# EXERCISE OBJECTIVE:
Could you reproduce every line of the records from their start through the line containing "291 84 L 251", inclusive, keeping the requests as they are but shifting each path coordinate in the answers by adding 146, and omit the pictures?
──────
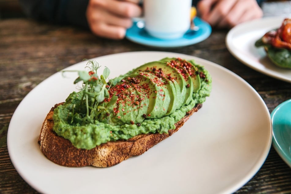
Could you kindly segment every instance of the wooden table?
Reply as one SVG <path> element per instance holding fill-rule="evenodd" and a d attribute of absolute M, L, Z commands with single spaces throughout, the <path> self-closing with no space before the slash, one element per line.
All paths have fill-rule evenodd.
<path fill-rule="evenodd" d="M 291 84 L 251 69 L 233 57 L 225 39 L 227 31 L 214 31 L 199 43 L 166 51 L 207 59 L 233 71 L 259 93 L 270 113 L 291 99 Z M 11 117 L 25 95 L 58 70 L 81 61 L 113 53 L 163 50 L 126 39 L 100 38 L 89 32 L 25 19 L 0 21 L 0 193 L 37 193 L 10 161 L 6 142 Z M 260 170 L 237 193 L 291 193 L 291 169 L 272 147 Z"/>

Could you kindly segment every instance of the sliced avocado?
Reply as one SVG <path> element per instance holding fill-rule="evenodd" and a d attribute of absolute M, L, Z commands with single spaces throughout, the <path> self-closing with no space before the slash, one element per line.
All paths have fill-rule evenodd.
<path fill-rule="evenodd" d="M 186 82 L 186 92 L 183 104 L 188 104 L 192 99 L 193 86 L 192 78 L 188 73 L 188 69 L 184 68 L 184 63 L 188 66 L 192 68 L 192 65 L 189 63 L 186 63 L 186 61 L 178 58 L 164 58 L 162 61 L 167 63 L 169 66 L 173 67 L 178 70 L 178 72 L 183 76 Z"/>
<path fill-rule="evenodd" d="M 160 118 L 164 115 L 168 107 L 164 108 L 164 102 L 168 102 L 168 104 L 170 99 L 168 92 L 163 87 L 163 81 L 152 73 L 143 72 L 136 72 L 129 77 L 139 80 L 139 84 L 143 88 L 145 98 L 149 99 L 147 118 Z"/>
<path fill-rule="evenodd" d="M 190 72 L 189 74 L 191 77 L 192 82 L 193 83 L 193 92 L 196 93 L 199 91 L 201 87 L 201 82 L 200 80 L 200 77 L 199 74 L 197 73 L 198 72 L 198 68 L 195 66 L 195 63 L 194 61 L 191 60 L 187 61 L 183 59 L 179 59 L 177 58 L 166 58 L 161 60 L 162 61 L 169 62 L 172 60 L 176 61 L 180 61 L 188 63 L 189 65 L 191 65 L 191 68 L 188 70 L 188 72 Z"/>
<path fill-rule="evenodd" d="M 166 102 L 164 100 L 164 103 L 166 103 L 166 105 L 164 106 L 164 108 L 166 108 L 166 106 L 168 107 L 168 110 L 166 115 L 169 115 L 177 108 L 180 107 L 179 104 L 177 103 L 177 98 L 176 97 L 177 95 L 176 85 L 178 85 L 177 82 L 174 79 L 171 79 L 170 77 L 166 75 L 164 73 L 162 70 L 157 70 L 156 69 L 154 70 L 152 68 L 145 70 L 144 72 L 149 72 L 155 75 L 157 77 L 162 79 L 164 82 L 164 85 L 163 87 L 166 89 L 166 92 L 168 92 L 170 96 L 170 101 L 169 103 L 166 104 Z M 174 84 L 174 83 L 175 84 Z M 180 88 L 178 87 L 177 89 L 178 90 L 179 94 L 180 94 Z M 166 91 L 167 90 L 167 92 Z"/>
<path fill-rule="evenodd" d="M 138 122 L 136 120 L 141 107 L 135 103 L 138 100 L 140 96 L 135 88 L 128 83 L 122 82 L 112 88 L 111 90 L 112 93 L 118 94 L 118 99 L 109 110 L 110 113 L 109 115 L 106 112 L 103 112 L 100 117 L 102 121 L 114 125 Z"/>
<path fill-rule="evenodd" d="M 146 63 L 134 70 L 133 71 L 145 71 L 154 69 L 159 70 L 160 68 L 164 74 L 171 78 L 170 79 L 175 87 L 175 95 L 173 96 L 173 99 L 171 99 L 171 103 L 173 104 L 170 105 L 169 107 L 173 107 L 173 108 L 176 109 L 183 104 L 186 91 L 186 82 L 177 69 L 168 65 L 164 62 L 156 61 Z"/>

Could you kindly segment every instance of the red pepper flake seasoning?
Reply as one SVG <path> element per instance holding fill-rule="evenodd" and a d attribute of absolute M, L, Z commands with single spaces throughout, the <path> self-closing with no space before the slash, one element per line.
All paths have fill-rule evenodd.
<path fill-rule="evenodd" d="M 130 79 L 130 82 L 132 84 L 136 84 L 140 83 L 140 80 L 138 80 L 135 77 L 132 77 Z"/>
<path fill-rule="evenodd" d="M 199 76 L 200 76 L 201 78 L 202 79 L 205 79 L 205 78 L 206 77 L 206 76 L 205 75 L 205 74 L 203 73 L 203 72 L 201 72 L 199 73 Z"/>

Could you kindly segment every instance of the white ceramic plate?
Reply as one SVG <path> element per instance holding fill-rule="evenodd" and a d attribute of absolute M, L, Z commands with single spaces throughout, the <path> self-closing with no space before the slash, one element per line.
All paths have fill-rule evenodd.
<path fill-rule="evenodd" d="M 177 53 L 128 52 L 93 60 L 108 67 L 113 77 L 166 57 L 194 59 L 213 79 L 211 96 L 177 132 L 112 167 L 55 164 L 43 155 L 37 140 L 50 108 L 76 90 L 77 76 L 67 73 L 64 78 L 58 73 L 27 95 L 11 119 L 8 151 L 21 176 L 38 191 L 54 194 L 231 193 L 247 182 L 267 156 L 272 129 L 265 104 L 243 79 L 217 64 Z M 66 69 L 84 70 L 86 64 Z"/>
<path fill-rule="evenodd" d="M 280 68 L 272 63 L 263 47 L 255 43 L 266 32 L 281 26 L 282 17 L 267 17 L 243 23 L 232 29 L 226 36 L 226 46 L 237 59 L 265 75 L 291 82 L 291 69 Z"/>

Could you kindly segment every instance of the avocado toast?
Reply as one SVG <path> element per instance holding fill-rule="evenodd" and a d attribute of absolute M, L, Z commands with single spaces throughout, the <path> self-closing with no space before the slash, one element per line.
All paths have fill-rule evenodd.
<path fill-rule="evenodd" d="M 94 71 L 89 72 L 87 82 L 104 77 Z M 108 90 L 96 109 L 92 108 L 95 99 L 84 97 L 89 91 L 73 92 L 47 115 L 39 140 L 41 150 L 62 166 L 115 165 L 177 132 L 201 107 L 211 82 L 208 72 L 194 61 L 167 58 L 105 83 Z M 103 91 L 91 88 L 99 93 Z M 88 104 L 93 105 L 88 108 Z"/>

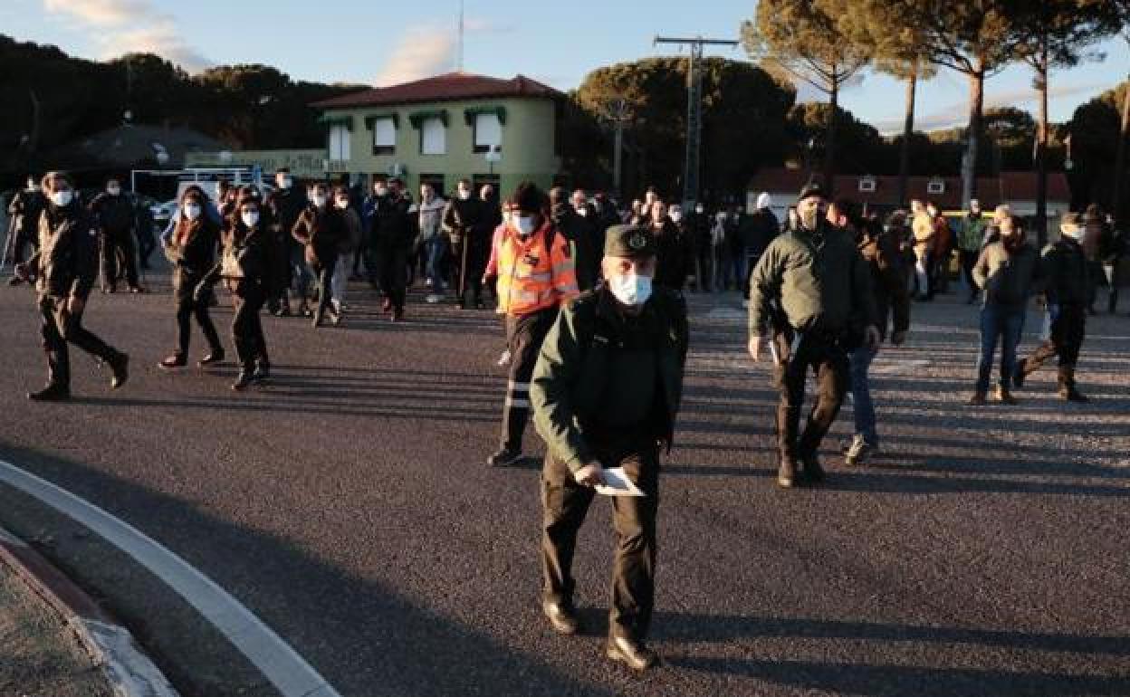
──────
# THE RESPONSE:
Could you kindly segment every instance of the wooden table?
Reply as one SVG <path> element per instance holding fill-rule="evenodd" and a d attribute of absolute M, L, Z commands with single spaces throughout, the <path> self-closing with no space before the slash, one element per line.
All paths have fill-rule evenodd.
<path fill-rule="evenodd" d="M 437 230 L 397 215 L 379 203 L 371 185 L 373 177 L 360 177 L 345 189 L 312 197 L 353 205 L 379 217 L 405 239 L 416 259 L 437 245 Z M 157 263 L 171 241 L 204 216 L 227 207 L 259 199 L 309 196 L 272 185 L 246 184 L 235 178 L 171 165 L 146 167 L 146 339 L 183 339 L 156 307 L 152 288 Z M 406 316 L 383 339 L 437 339 L 437 315 L 418 293 Z"/>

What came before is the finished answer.